**Exercise 1:** Can you print the passage on how a popped pimple heals, from "How Long Healing" to "covered and moisturized."?
**Exercise 2:** Could you carry on the passage on how a popped pimple heals, starting right after its last sentence?

Document segment Start Marker

How Long Healing Takes
A popped pimple heals like any other small skin wound, moving through predictable stages. For the first 1 to 5 days, you’ll see redness, some swelling, and possibly a small amount of clear or slightly yellow fluid. This is the inflammatory phase, and it’s normal. During this time, keep the area covered and moisturized.
From about day 3 through day 21, new skin cells move in to close the wound. You’ll notice the redness fading and a thin layer of new skin forming over the spot. This is when picking at the area does the most damage, because you’re tearing away the fresh tissue your body just built. Leave it alone.
The final remodeling phase can last from 21 days to a year or more. During this time the skin strengthens and any residual redness or dark marks gradually fade. How long this takes depends on your skin tone, the depth of the original pimple, and how well you protect the area from sun exposure.

Document segment End Marker
Material shown Start Marker

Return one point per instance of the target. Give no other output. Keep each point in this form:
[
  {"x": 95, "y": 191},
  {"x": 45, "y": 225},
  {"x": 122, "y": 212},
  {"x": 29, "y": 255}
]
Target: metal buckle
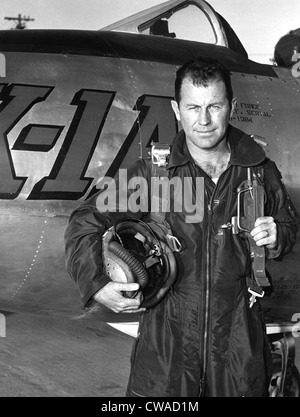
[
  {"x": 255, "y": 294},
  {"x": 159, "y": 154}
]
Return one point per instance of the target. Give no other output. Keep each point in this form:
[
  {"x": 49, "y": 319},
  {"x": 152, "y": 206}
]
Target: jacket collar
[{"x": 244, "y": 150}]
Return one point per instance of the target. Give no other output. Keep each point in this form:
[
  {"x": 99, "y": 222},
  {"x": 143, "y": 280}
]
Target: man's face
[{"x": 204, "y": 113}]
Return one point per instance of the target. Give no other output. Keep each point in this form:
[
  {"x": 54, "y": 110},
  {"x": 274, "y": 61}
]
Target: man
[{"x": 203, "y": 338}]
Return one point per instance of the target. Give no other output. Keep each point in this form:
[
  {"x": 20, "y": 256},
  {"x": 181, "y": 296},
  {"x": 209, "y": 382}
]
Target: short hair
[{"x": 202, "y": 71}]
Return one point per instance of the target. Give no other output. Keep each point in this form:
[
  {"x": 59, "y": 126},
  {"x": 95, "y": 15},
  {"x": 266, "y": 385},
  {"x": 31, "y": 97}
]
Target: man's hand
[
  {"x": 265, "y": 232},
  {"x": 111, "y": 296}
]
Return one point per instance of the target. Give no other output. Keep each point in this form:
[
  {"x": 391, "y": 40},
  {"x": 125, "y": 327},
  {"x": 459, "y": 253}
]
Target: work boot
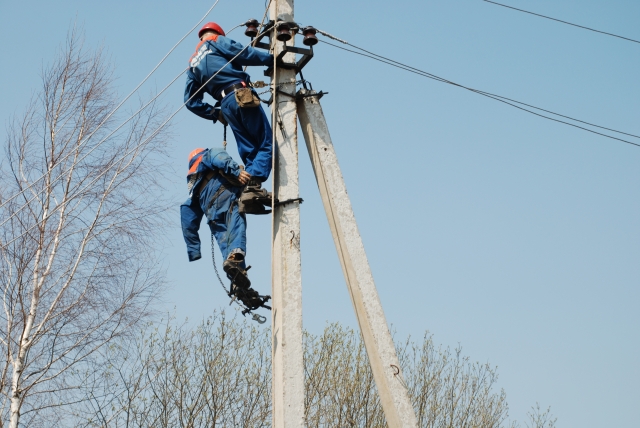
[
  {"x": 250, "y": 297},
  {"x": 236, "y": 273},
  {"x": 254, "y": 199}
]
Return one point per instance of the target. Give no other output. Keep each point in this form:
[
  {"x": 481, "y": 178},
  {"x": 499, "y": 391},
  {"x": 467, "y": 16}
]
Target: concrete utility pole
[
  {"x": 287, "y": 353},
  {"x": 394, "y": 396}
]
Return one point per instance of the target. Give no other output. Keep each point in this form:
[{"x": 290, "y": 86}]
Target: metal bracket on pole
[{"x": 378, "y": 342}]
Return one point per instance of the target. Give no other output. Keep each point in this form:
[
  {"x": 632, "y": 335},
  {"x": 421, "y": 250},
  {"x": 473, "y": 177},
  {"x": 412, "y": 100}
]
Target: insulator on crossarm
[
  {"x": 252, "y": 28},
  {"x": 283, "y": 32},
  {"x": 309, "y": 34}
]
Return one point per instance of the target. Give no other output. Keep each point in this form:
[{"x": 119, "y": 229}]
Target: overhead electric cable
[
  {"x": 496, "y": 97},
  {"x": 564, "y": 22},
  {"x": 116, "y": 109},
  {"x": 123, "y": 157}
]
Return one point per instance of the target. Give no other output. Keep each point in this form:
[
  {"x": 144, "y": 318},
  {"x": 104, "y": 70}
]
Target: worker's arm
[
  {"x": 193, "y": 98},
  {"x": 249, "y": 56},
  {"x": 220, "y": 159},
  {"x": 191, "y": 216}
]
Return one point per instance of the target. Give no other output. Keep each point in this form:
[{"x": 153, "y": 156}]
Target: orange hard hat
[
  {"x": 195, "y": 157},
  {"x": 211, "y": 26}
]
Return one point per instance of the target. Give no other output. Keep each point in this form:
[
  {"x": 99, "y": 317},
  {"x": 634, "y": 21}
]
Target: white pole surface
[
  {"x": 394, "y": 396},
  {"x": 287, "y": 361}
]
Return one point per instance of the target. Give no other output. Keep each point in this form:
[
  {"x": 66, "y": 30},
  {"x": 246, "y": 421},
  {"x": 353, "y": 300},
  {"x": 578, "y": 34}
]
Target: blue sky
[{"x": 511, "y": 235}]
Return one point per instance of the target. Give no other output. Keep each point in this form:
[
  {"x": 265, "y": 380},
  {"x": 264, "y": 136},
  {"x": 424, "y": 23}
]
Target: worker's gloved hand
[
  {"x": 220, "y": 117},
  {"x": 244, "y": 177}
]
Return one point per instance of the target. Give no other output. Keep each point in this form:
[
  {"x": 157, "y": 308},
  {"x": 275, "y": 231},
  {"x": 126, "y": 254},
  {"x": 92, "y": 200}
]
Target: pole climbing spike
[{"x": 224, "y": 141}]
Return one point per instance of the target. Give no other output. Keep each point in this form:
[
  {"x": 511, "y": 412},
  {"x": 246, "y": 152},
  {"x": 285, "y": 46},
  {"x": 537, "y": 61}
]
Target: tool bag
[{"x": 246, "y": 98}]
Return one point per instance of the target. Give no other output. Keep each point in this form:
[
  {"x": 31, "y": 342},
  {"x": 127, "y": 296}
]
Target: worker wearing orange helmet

Material shown End Marker
Material shown Start Marker

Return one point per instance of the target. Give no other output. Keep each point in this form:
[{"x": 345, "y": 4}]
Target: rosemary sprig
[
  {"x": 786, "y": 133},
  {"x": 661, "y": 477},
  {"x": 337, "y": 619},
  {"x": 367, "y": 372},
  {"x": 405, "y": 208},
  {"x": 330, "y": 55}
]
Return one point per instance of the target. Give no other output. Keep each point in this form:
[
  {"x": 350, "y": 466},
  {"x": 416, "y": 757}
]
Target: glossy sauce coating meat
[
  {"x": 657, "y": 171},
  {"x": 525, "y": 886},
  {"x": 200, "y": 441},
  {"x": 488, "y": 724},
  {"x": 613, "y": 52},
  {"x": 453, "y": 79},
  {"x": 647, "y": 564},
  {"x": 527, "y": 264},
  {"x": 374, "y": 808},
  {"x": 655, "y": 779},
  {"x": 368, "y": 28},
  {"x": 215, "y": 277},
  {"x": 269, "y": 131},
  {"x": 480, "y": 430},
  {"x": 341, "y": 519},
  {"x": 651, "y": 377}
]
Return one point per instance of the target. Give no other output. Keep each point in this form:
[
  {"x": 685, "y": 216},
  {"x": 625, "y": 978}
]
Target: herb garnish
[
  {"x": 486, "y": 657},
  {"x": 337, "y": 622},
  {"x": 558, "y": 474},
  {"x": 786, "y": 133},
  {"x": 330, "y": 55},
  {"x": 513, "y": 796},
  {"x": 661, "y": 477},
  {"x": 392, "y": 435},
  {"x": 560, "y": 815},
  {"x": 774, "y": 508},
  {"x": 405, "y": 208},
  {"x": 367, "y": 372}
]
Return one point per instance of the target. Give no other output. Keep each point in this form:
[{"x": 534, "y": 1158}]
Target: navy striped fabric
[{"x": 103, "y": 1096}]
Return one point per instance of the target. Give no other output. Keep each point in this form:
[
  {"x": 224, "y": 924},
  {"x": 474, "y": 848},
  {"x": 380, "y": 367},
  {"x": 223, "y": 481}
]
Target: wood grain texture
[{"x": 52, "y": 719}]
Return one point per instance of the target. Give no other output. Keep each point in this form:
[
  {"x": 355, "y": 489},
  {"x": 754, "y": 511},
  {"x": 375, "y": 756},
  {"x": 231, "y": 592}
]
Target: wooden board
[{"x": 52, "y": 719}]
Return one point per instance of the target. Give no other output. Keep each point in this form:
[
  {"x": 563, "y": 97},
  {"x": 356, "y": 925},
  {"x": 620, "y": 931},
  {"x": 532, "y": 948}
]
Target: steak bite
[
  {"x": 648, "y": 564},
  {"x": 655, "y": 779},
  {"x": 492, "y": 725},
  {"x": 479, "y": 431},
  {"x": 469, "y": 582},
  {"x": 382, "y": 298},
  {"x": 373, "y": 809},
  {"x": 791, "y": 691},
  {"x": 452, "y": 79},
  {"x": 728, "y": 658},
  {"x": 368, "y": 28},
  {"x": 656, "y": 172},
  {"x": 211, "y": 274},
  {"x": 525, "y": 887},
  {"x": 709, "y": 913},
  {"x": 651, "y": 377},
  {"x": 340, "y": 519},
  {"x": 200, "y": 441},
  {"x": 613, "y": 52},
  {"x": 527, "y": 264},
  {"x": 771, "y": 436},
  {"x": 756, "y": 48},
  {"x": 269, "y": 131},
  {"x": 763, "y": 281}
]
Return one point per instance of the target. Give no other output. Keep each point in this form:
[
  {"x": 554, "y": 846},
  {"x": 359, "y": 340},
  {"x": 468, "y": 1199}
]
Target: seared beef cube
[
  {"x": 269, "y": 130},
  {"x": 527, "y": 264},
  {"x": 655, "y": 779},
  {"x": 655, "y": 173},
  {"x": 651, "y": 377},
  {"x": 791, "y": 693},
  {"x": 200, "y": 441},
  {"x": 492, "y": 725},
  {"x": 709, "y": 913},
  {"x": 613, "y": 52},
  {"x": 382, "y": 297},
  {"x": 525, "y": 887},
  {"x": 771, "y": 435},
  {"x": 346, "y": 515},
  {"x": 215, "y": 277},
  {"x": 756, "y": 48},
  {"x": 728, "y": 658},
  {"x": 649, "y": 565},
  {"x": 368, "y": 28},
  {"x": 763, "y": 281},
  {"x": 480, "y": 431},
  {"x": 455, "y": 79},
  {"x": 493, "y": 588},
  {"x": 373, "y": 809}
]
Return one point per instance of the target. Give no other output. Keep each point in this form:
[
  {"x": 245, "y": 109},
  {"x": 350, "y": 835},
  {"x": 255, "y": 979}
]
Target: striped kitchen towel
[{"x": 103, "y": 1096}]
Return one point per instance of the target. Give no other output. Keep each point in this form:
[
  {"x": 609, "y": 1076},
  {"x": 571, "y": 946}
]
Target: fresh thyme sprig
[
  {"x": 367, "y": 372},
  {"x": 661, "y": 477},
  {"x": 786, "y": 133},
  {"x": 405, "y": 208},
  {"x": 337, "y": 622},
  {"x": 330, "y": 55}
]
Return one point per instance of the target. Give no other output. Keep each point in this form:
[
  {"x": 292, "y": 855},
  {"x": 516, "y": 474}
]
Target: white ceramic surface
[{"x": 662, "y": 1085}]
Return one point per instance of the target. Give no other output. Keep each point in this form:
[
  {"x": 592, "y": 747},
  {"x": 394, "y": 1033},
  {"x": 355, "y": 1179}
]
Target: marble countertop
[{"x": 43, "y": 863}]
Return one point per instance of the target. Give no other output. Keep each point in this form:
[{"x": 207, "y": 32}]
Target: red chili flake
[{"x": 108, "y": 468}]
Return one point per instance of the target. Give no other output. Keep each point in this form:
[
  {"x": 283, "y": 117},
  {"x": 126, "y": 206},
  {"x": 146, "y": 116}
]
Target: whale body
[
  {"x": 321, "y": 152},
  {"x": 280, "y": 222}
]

Material shown End Marker

**Written answer 1:**
How Long Healing Takes
A popped pimple heals like any other small skin wound, moving through predictable stages. For the first 1 to 5 days, you’ll see redness, some swelling, and possibly a small amount of clear or slightly yellow fluid. This is the inflammatory phase, and it’s normal. During this time, keep the area covered and moisturized.

**Written answer 2:**
Preventing Dark Marks and Scars
The dark or reddish spot left behind after a pimple heals is called post-inflammatory hyperpigmentation. It’s not a true scar, but it can take months to fade on its own, especially on darker skin tones. The single most effective preventive step is daily sunscreen. A study of African-American and Hispanic women found that daily use of SPF 30 or 60 sunscreen for eight weeks led to visible lightening of existing dark spots in 81% of participants, with 59% seeing a reduction in the total number of spots. Higher SPF (60 versus 30) produced better results.
Once the wound has fully closed and no longer has any broken skin, you can start using ingredients that actively fade discoloration. Azelaic acid is a good over-the-counter option. In one study, twice-daily use of a 15% azelaic acid gel for 16 weeks eliminated post-inflammatory dark spots in over half the participants. For more stubborn marks, hydroquinone 4% applied once or twice daily for 3 to 6 months is considered the gold standard treatment, though it typically requires a prescription.
While the spot is still healing, stick to gentle, fragrance-free cleansers and non-comedogenic moisturizers. Harsh products increase irritation, which in turn increases the risk of lasting discoloration.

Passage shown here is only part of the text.